[데이터셋의 항목]
════════════════
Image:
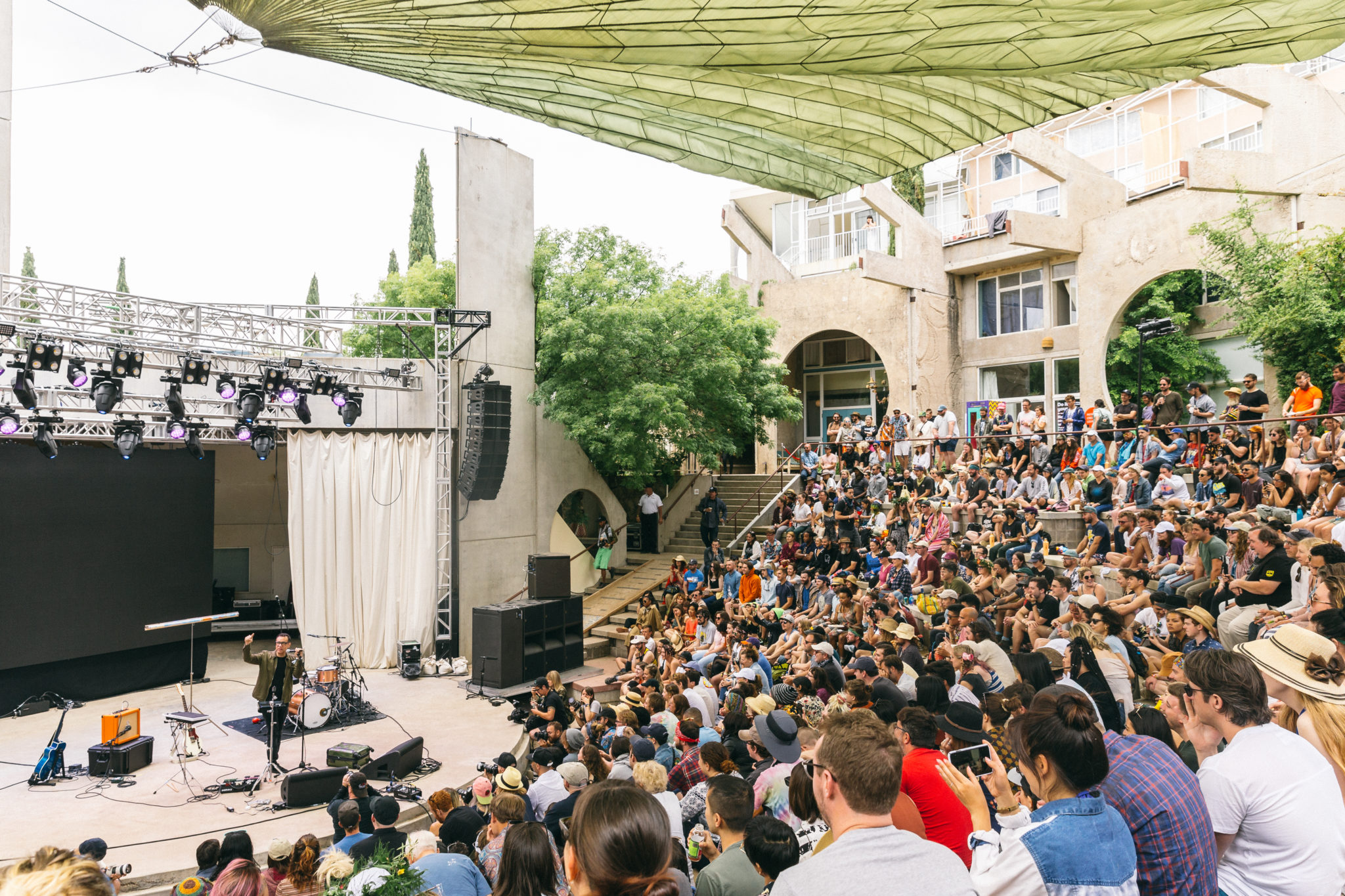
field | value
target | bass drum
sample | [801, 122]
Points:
[311, 708]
════════════════
▶ _과제_
위 항목 전체를 고쳐 쓰되, "bass drum" 자리에 "snare drum" 표현을 넣고 나머지는 모두 그대로 두시오. 그림은 빼고 적으시오.

▶ _결과_
Image:
field | value
target | snare drum
sample | [801, 122]
Points:
[311, 708]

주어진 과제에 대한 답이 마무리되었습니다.